Rewrite the data-checking text from "Re-create visualizations such" up to and including "are as expected.", with "scatterplots" replaced by "violin plots".

PAGE TEXT
------------

Re-create visualizations such as histograms, boxplots, or scatterplots to verify that the distribution of the data and the relationships between columns are as expected.
Check the number of missing values:
You can do this again with the heatmap or the list of percentages of missing values.
Sample check:
Manually check a few data points to make sure the values are correct and consistent.
Check data types:
df = pd.read_csv("/path/to/csv")
Check the uniqueness of IDs or keys:
If your dataset contains an ID column or unique key, make sure there are no duplicates.
Statistical Summaries:
import pandas as pd
from ydata_profiling import ProfileReport
data = pd.read_csv("restructed_data.csv")
columns_to_ignore = ['SampleID', 'Units', 'Item_Group', 'Latitude', 'Longitude']
columns_to_profile = [col for col in data.columns if col not in columns_to_ignore]
profile = ProfileReport(data[columns_to_profile], title="dataset")

------------

GIVEN DATA
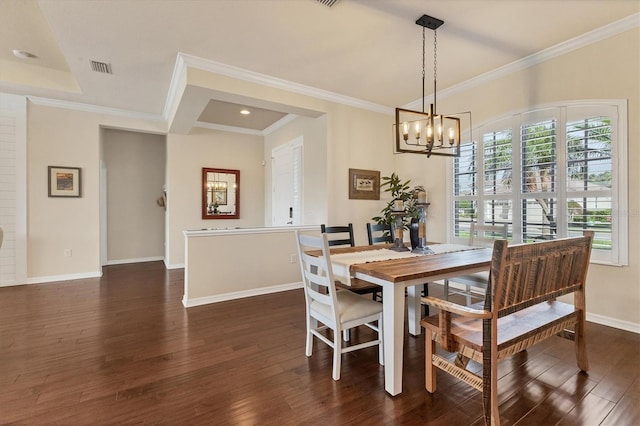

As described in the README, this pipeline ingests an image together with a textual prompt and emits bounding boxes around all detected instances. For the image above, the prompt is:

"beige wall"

------------

EXERCISE RESULT
Re-create visualizations such as histograms, boxplots, or violin plots to verify that the distribution of the data and the relationships between columns are as expected.